* Start Exercise input *

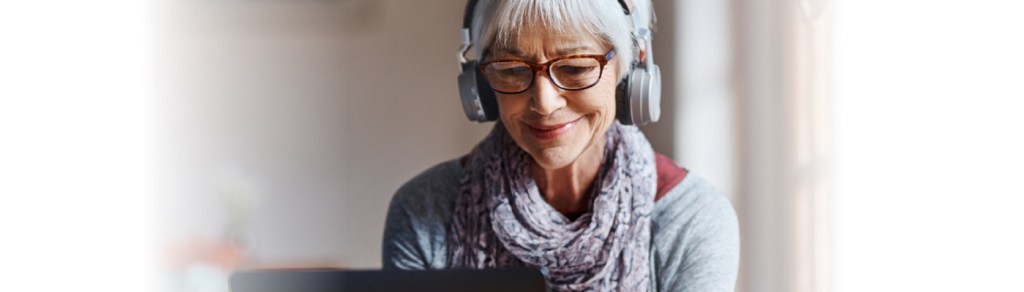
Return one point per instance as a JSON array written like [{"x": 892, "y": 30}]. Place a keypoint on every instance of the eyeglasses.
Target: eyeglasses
[{"x": 569, "y": 73}]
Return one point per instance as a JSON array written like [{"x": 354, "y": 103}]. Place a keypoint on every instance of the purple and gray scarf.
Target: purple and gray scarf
[{"x": 502, "y": 220}]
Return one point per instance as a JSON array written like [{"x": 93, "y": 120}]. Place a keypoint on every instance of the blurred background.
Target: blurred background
[{"x": 157, "y": 146}]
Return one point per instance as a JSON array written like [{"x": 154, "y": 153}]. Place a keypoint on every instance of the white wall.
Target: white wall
[{"x": 321, "y": 108}]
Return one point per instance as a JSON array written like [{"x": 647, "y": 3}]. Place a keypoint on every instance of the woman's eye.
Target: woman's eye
[
  {"x": 573, "y": 70},
  {"x": 511, "y": 70}
]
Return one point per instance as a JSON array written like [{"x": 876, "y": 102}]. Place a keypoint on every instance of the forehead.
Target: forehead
[{"x": 541, "y": 42}]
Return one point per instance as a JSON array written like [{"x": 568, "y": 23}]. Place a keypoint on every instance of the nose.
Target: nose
[{"x": 545, "y": 96}]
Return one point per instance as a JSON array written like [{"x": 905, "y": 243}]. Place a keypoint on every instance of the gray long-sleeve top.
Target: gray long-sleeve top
[{"x": 694, "y": 228}]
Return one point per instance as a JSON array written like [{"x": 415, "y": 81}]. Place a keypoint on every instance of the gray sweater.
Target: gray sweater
[{"x": 694, "y": 227}]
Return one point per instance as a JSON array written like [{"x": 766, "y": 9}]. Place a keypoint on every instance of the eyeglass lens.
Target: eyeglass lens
[{"x": 570, "y": 74}]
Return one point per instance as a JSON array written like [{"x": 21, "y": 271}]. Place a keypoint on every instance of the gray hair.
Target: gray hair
[{"x": 496, "y": 22}]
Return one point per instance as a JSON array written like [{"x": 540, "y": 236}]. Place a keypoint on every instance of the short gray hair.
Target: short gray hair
[{"x": 496, "y": 22}]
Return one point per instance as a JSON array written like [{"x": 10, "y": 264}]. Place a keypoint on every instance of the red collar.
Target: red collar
[{"x": 669, "y": 175}]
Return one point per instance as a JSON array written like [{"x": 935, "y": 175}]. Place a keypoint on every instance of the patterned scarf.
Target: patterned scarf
[{"x": 502, "y": 220}]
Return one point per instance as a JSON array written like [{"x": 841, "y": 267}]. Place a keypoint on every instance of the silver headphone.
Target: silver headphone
[{"x": 638, "y": 97}]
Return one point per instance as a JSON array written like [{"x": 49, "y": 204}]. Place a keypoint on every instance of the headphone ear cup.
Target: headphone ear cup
[
  {"x": 477, "y": 98},
  {"x": 643, "y": 96}
]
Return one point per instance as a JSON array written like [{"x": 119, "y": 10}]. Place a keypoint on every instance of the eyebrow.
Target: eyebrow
[{"x": 562, "y": 51}]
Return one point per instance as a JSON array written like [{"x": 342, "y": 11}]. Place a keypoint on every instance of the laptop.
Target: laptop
[{"x": 385, "y": 281}]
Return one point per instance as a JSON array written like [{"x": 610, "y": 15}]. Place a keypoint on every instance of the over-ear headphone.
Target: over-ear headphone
[{"x": 638, "y": 97}]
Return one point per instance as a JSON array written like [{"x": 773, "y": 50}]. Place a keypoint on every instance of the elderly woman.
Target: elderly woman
[{"x": 561, "y": 183}]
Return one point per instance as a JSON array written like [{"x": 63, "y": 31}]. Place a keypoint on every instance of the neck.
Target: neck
[{"x": 567, "y": 189}]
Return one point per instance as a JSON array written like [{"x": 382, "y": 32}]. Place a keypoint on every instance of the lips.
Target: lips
[{"x": 551, "y": 131}]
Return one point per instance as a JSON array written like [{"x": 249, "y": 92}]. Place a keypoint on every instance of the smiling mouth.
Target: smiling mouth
[{"x": 545, "y": 132}]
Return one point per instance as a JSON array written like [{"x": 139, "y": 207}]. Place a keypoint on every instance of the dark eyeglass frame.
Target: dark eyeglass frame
[{"x": 601, "y": 58}]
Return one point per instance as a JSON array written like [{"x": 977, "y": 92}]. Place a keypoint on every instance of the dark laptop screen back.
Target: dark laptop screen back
[{"x": 386, "y": 281}]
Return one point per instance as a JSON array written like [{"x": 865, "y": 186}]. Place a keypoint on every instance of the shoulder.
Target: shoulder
[
  {"x": 437, "y": 184},
  {"x": 417, "y": 221},
  {"x": 696, "y": 238}
]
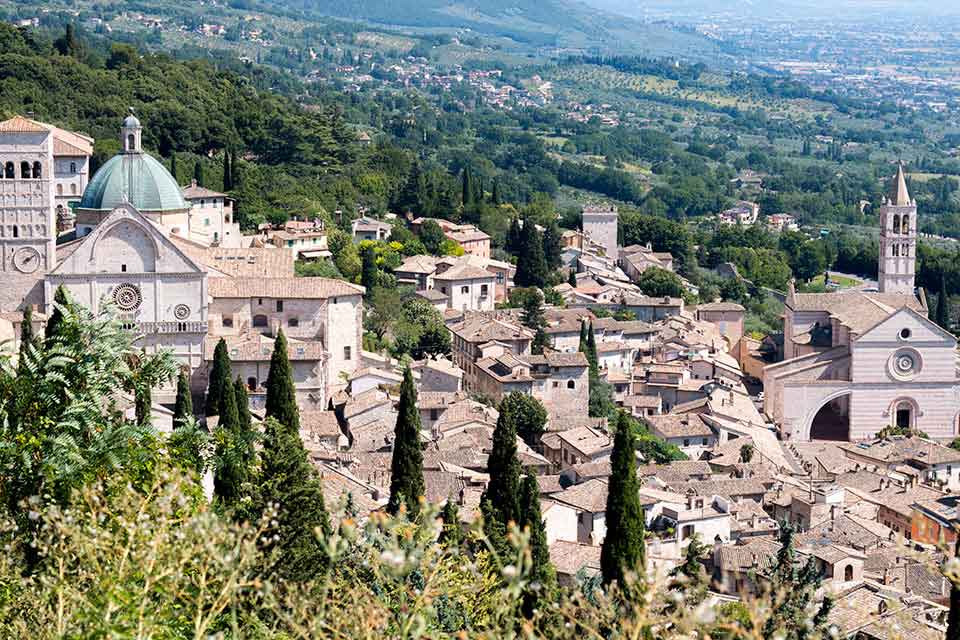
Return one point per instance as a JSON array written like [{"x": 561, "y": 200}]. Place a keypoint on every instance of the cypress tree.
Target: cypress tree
[
  {"x": 531, "y": 265},
  {"x": 514, "y": 237},
  {"x": 953, "y": 620},
  {"x": 406, "y": 467},
  {"x": 451, "y": 534},
  {"x": 183, "y": 406},
  {"x": 281, "y": 401},
  {"x": 198, "y": 174},
  {"x": 542, "y": 574},
  {"x": 943, "y": 305},
  {"x": 368, "y": 271},
  {"x": 227, "y": 172},
  {"x": 219, "y": 378},
  {"x": 623, "y": 549},
  {"x": 243, "y": 405},
  {"x": 533, "y": 318},
  {"x": 503, "y": 467},
  {"x": 55, "y": 322},
  {"x": 232, "y": 459},
  {"x": 289, "y": 481},
  {"x": 26, "y": 326}
]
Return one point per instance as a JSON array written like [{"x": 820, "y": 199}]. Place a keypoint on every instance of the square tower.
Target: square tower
[
  {"x": 600, "y": 223},
  {"x": 897, "y": 268},
  {"x": 27, "y": 222}
]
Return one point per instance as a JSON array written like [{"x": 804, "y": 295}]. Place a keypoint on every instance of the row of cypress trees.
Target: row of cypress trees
[{"x": 273, "y": 482}]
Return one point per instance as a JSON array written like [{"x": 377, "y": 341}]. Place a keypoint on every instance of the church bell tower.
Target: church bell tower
[{"x": 898, "y": 238}]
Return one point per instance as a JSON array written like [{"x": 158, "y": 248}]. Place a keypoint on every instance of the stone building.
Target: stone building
[
  {"x": 859, "y": 361},
  {"x": 600, "y": 223}
]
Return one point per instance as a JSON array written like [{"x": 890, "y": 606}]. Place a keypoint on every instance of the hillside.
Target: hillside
[{"x": 563, "y": 23}]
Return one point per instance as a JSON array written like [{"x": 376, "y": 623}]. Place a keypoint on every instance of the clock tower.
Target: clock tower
[{"x": 27, "y": 207}]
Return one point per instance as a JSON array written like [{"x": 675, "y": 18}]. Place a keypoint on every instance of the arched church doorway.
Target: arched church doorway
[{"x": 832, "y": 421}]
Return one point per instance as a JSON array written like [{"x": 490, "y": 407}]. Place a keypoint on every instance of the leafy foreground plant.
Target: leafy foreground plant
[{"x": 159, "y": 563}]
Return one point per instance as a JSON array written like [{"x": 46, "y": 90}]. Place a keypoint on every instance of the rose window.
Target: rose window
[{"x": 127, "y": 297}]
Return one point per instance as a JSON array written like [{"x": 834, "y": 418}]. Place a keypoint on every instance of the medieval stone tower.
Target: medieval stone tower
[{"x": 898, "y": 238}]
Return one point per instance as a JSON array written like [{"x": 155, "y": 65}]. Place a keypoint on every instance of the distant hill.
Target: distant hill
[{"x": 567, "y": 23}]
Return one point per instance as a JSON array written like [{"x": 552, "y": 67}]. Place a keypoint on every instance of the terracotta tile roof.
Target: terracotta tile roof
[
  {"x": 19, "y": 124},
  {"x": 589, "y": 496},
  {"x": 464, "y": 272},
  {"x": 288, "y": 288},
  {"x": 259, "y": 348},
  {"x": 570, "y": 557},
  {"x": 687, "y": 425}
]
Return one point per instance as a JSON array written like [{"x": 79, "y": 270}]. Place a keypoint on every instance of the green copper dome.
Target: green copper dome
[{"x": 136, "y": 178}]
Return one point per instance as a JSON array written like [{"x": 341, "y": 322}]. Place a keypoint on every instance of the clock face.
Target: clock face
[{"x": 26, "y": 260}]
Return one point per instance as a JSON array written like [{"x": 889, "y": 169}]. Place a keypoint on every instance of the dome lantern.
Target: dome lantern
[{"x": 130, "y": 134}]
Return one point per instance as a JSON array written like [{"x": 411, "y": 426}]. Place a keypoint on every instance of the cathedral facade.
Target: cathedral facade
[
  {"x": 860, "y": 361},
  {"x": 175, "y": 271}
]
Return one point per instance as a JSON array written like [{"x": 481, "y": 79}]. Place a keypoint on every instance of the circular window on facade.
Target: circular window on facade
[
  {"x": 905, "y": 364},
  {"x": 127, "y": 297}
]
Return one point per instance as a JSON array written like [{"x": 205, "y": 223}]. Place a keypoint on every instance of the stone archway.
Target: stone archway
[{"x": 831, "y": 421}]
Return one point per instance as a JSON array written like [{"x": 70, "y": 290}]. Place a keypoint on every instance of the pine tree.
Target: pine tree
[
  {"x": 943, "y": 305},
  {"x": 220, "y": 378},
  {"x": 503, "y": 467},
  {"x": 533, "y": 318},
  {"x": 289, "y": 482},
  {"x": 406, "y": 467},
  {"x": 531, "y": 265},
  {"x": 624, "y": 549},
  {"x": 61, "y": 300},
  {"x": 542, "y": 574},
  {"x": 452, "y": 533},
  {"x": 281, "y": 403},
  {"x": 243, "y": 405},
  {"x": 953, "y": 620},
  {"x": 183, "y": 406}
]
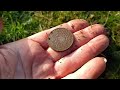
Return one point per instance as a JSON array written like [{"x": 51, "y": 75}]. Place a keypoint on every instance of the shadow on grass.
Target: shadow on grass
[{"x": 112, "y": 53}]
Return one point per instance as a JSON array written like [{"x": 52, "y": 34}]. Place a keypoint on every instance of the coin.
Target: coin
[{"x": 60, "y": 39}]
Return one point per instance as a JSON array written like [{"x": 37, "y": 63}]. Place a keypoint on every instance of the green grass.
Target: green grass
[{"x": 20, "y": 24}]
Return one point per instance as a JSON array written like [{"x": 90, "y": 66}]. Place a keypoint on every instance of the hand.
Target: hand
[{"x": 31, "y": 57}]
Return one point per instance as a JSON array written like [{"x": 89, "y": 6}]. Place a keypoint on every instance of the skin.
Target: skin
[{"x": 31, "y": 57}]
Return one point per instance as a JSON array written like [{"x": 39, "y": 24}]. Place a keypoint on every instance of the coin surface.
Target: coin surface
[{"x": 60, "y": 39}]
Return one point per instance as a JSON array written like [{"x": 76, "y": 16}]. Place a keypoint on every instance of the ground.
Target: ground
[{"x": 20, "y": 24}]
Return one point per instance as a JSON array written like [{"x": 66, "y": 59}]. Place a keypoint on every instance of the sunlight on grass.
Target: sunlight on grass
[{"x": 20, "y": 24}]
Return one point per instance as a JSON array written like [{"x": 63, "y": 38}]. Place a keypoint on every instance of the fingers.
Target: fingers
[
  {"x": 80, "y": 56},
  {"x": 81, "y": 37},
  {"x": 91, "y": 70},
  {"x": 73, "y": 26},
  {"x": 1, "y": 24}
]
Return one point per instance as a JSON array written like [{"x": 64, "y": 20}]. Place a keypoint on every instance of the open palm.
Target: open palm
[{"x": 33, "y": 58}]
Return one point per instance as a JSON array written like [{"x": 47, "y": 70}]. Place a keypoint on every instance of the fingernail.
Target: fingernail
[{"x": 105, "y": 60}]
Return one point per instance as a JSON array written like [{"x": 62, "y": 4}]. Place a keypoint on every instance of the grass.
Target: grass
[{"x": 20, "y": 24}]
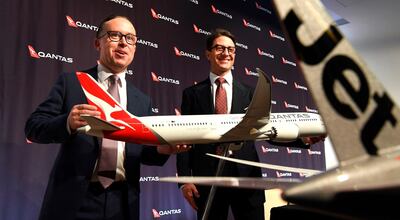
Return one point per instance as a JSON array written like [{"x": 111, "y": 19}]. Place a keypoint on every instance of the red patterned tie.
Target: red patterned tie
[
  {"x": 109, "y": 150},
  {"x": 220, "y": 105},
  {"x": 220, "y": 97}
]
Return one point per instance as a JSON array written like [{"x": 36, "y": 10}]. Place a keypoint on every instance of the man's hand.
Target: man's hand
[
  {"x": 74, "y": 118},
  {"x": 167, "y": 149},
  {"x": 189, "y": 190}
]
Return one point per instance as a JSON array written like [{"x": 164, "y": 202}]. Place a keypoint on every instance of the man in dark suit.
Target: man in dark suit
[
  {"x": 199, "y": 99},
  {"x": 74, "y": 190}
]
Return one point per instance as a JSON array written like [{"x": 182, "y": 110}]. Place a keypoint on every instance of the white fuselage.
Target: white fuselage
[{"x": 195, "y": 129}]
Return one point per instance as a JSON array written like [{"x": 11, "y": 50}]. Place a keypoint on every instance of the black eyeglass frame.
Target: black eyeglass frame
[
  {"x": 221, "y": 49},
  {"x": 120, "y": 35}
]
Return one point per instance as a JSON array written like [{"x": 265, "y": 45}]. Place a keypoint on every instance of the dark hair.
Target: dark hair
[
  {"x": 109, "y": 18},
  {"x": 218, "y": 33}
]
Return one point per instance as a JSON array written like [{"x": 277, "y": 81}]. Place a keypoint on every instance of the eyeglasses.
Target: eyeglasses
[
  {"x": 116, "y": 36},
  {"x": 221, "y": 49}
]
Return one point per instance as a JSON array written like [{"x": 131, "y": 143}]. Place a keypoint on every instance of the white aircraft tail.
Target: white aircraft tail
[{"x": 361, "y": 118}]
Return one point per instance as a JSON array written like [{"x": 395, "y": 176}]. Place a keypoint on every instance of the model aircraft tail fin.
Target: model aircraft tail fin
[
  {"x": 110, "y": 109},
  {"x": 361, "y": 118},
  {"x": 259, "y": 110}
]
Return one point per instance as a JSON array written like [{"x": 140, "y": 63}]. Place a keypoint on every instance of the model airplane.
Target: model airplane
[
  {"x": 256, "y": 124},
  {"x": 361, "y": 119}
]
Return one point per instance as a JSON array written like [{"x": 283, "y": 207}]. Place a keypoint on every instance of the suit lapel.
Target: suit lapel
[{"x": 203, "y": 94}]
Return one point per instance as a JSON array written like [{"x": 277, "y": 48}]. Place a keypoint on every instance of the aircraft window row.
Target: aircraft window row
[
  {"x": 311, "y": 119},
  {"x": 229, "y": 122},
  {"x": 179, "y": 124}
]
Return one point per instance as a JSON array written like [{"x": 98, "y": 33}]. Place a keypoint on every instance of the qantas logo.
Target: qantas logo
[
  {"x": 155, "y": 110},
  {"x": 267, "y": 150},
  {"x": 52, "y": 56},
  {"x": 155, "y": 213},
  {"x": 244, "y": 46},
  {"x": 76, "y": 24},
  {"x": 177, "y": 112},
  {"x": 285, "y": 61},
  {"x": 273, "y": 35},
  {"x": 157, "y": 16},
  {"x": 311, "y": 110},
  {"x": 298, "y": 86},
  {"x": 258, "y": 6},
  {"x": 311, "y": 152},
  {"x": 283, "y": 174},
  {"x": 32, "y": 52},
  {"x": 287, "y": 105},
  {"x": 200, "y": 31},
  {"x": 262, "y": 53},
  {"x": 250, "y": 73},
  {"x": 185, "y": 54},
  {"x": 123, "y": 3},
  {"x": 147, "y": 43},
  {"x": 149, "y": 179},
  {"x": 248, "y": 24},
  {"x": 163, "y": 79},
  {"x": 293, "y": 151},
  {"x": 276, "y": 80},
  {"x": 158, "y": 214},
  {"x": 216, "y": 11}
]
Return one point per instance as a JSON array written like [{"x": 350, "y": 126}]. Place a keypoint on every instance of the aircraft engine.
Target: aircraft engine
[{"x": 284, "y": 132}]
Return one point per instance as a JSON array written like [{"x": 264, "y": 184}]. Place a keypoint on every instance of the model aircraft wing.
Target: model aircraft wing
[
  {"x": 237, "y": 182},
  {"x": 306, "y": 172},
  {"x": 258, "y": 112},
  {"x": 99, "y": 124},
  {"x": 360, "y": 117}
]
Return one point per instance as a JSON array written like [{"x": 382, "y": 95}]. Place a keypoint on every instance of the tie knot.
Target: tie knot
[
  {"x": 113, "y": 79},
  {"x": 220, "y": 81}
]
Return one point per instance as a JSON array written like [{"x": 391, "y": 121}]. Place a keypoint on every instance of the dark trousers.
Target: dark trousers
[{"x": 106, "y": 204}]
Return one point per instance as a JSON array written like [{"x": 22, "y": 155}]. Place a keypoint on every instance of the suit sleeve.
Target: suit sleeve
[{"x": 48, "y": 123}]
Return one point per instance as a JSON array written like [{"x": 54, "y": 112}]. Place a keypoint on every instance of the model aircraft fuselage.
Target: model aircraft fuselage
[
  {"x": 200, "y": 129},
  {"x": 256, "y": 124}
]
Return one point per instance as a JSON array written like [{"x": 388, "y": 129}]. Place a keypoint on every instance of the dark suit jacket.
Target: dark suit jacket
[
  {"x": 198, "y": 99},
  {"x": 74, "y": 165}
]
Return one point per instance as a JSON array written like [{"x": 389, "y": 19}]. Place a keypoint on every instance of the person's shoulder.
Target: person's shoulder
[
  {"x": 132, "y": 89},
  {"x": 198, "y": 85}
]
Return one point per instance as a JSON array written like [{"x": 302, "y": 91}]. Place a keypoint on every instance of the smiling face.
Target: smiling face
[
  {"x": 221, "y": 62},
  {"x": 116, "y": 56}
]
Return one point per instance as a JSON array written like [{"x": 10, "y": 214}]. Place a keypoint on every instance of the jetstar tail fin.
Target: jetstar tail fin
[{"x": 361, "y": 118}]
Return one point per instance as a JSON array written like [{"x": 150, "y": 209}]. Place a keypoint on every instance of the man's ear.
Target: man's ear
[{"x": 97, "y": 44}]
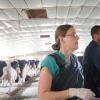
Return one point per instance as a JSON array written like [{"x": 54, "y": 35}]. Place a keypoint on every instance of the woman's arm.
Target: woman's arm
[{"x": 45, "y": 92}]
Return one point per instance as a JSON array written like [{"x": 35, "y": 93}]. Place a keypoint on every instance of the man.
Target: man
[{"x": 91, "y": 62}]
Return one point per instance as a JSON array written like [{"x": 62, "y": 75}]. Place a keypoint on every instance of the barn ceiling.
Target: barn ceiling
[{"x": 20, "y": 35}]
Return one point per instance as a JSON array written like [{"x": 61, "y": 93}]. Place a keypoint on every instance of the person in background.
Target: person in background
[
  {"x": 91, "y": 62},
  {"x": 61, "y": 75}
]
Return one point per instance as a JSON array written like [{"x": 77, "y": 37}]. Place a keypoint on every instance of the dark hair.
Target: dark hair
[
  {"x": 60, "y": 31},
  {"x": 95, "y": 30}
]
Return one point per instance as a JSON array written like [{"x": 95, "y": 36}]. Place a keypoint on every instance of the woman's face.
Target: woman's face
[{"x": 70, "y": 41}]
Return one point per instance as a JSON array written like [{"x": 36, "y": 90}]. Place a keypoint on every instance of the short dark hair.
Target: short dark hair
[
  {"x": 60, "y": 31},
  {"x": 95, "y": 30}
]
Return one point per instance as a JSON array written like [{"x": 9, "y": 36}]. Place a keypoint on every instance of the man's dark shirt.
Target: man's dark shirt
[{"x": 91, "y": 66}]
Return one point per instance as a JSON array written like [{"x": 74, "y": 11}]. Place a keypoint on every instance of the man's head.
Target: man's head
[{"x": 95, "y": 33}]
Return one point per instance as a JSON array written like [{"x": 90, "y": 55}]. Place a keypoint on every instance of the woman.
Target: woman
[{"x": 61, "y": 75}]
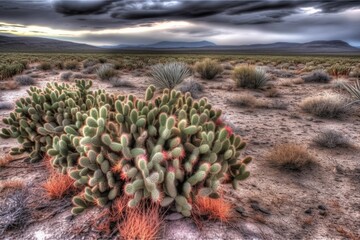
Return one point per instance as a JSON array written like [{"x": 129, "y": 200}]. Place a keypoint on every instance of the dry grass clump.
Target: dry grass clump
[
  {"x": 217, "y": 209},
  {"x": 45, "y": 66},
  {"x": 11, "y": 184},
  {"x": 339, "y": 70},
  {"x": 58, "y": 185},
  {"x": 141, "y": 223},
  {"x": 244, "y": 100},
  {"x": 106, "y": 72},
  {"x": 90, "y": 62},
  {"x": 8, "y": 85},
  {"x": 118, "y": 82},
  {"x": 65, "y": 76},
  {"x": 25, "y": 80},
  {"x": 250, "y": 77},
  {"x": 272, "y": 93},
  {"x": 208, "y": 69},
  {"x": 291, "y": 156},
  {"x": 326, "y": 106},
  {"x": 71, "y": 65},
  {"x": 6, "y": 105},
  {"x": 193, "y": 87},
  {"x": 354, "y": 90},
  {"x": 169, "y": 75},
  {"x": 331, "y": 139},
  {"x": 317, "y": 76}
]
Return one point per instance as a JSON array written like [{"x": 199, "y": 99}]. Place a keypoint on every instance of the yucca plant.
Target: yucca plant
[
  {"x": 354, "y": 90},
  {"x": 169, "y": 75}
]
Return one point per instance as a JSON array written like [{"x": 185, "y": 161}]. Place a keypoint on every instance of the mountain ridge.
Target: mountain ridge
[{"x": 36, "y": 44}]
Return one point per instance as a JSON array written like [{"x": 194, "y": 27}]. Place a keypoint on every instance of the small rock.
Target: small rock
[
  {"x": 322, "y": 207},
  {"x": 174, "y": 216},
  {"x": 308, "y": 211},
  {"x": 256, "y": 207}
]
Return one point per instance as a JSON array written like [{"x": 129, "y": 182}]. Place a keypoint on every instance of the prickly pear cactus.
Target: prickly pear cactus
[{"x": 167, "y": 149}]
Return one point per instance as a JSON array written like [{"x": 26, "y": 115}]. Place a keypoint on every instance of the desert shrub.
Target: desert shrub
[
  {"x": 78, "y": 76},
  {"x": 8, "y": 85},
  {"x": 272, "y": 93},
  {"x": 90, "y": 70},
  {"x": 208, "y": 69},
  {"x": 6, "y": 105},
  {"x": 331, "y": 139},
  {"x": 89, "y": 63},
  {"x": 169, "y": 75},
  {"x": 121, "y": 145},
  {"x": 339, "y": 70},
  {"x": 354, "y": 90},
  {"x": 318, "y": 76},
  {"x": 45, "y": 66},
  {"x": 249, "y": 77},
  {"x": 326, "y": 106},
  {"x": 25, "y": 80},
  {"x": 118, "y": 82},
  {"x": 65, "y": 76},
  {"x": 10, "y": 70},
  {"x": 290, "y": 156},
  {"x": 355, "y": 73},
  {"x": 243, "y": 100},
  {"x": 106, "y": 72},
  {"x": 193, "y": 87},
  {"x": 71, "y": 65},
  {"x": 59, "y": 65}
]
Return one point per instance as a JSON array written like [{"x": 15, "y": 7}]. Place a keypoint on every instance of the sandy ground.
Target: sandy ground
[{"x": 322, "y": 202}]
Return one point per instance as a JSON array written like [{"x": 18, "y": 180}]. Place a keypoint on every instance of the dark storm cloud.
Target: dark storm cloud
[{"x": 209, "y": 18}]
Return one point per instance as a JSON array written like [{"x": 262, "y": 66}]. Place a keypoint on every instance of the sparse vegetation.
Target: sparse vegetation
[
  {"x": 326, "y": 106},
  {"x": 71, "y": 65},
  {"x": 249, "y": 77},
  {"x": 6, "y": 105},
  {"x": 106, "y": 72},
  {"x": 354, "y": 90},
  {"x": 291, "y": 156},
  {"x": 65, "y": 76},
  {"x": 317, "y": 76},
  {"x": 44, "y": 66},
  {"x": 118, "y": 82},
  {"x": 24, "y": 80},
  {"x": 193, "y": 87},
  {"x": 338, "y": 70},
  {"x": 331, "y": 139},
  {"x": 217, "y": 209},
  {"x": 243, "y": 100},
  {"x": 208, "y": 68},
  {"x": 169, "y": 75}
]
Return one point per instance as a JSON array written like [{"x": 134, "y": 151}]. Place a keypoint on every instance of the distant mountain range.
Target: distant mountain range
[{"x": 34, "y": 44}]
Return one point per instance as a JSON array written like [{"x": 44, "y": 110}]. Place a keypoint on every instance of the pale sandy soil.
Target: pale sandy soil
[{"x": 273, "y": 200}]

* End Exercise input *

**Exercise instructions**
In the listing above, find the line containing "the sandy ground.", then reproduce it and each line after it through the end, exactly and with nothing added.

**Exercise response**
Return one point per instance as a JSON array written like [{"x": 15, "y": 7}]. Place a keypoint on every instance of the sandy ground.
Target: sandy ground
[{"x": 322, "y": 202}]
Return one point per instance as a JSON array written like [{"x": 18, "y": 180}]. Place a keypoint on every instance of the dark storm cloud.
Target: dark storm cloud
[{"x": 209, "y": 18}]
Return one point per instance as a JSON array written like [{"x": 262, "y": 66}]. Place a keypoint on every instance of the sparse vegetation.
Target: sparse vegetation
[
  {"x": 326, "y": 106},
  {"x": 71, "y": 65},
  {"x": 249, "y": 77},
  {"x": 6, "y": 105},
  {"x": 106, "y": 72},
  {"x": 354, "y": 90},
  {"x": 291, "y": 156},
  {"x": 65, "y": 76},
  {"x": 317, "y": 76},
  {"x": 44, "y": 66},
  {"x": 118, "y": 82},
  {"x": 24, "y": 80},
  {"x": 193, "y": 87},
  {"x": 338, "y": 70},
  {"x": 331, "y": 139},
  {"x": 217, "y": 209},
  {"x": 243, "y": 100},
  {"x": 208, "y": 68},
  {"x": 169, "y": 75}
]
Return one point per instance as a JSON array written like [{"x": 134, "y": 151}]. Place a keypoint on every instance of the distant mountain range.
Target: distant mountain range
[{"x": 34, "y": 44}]
Return one point per instance as a JSON array written like [{"x": 44, "y": 110}]. Place a keypoint on every instance of the pale sandy soil.
Target: pale sandy soil
[{"x": 273, "y": 200}]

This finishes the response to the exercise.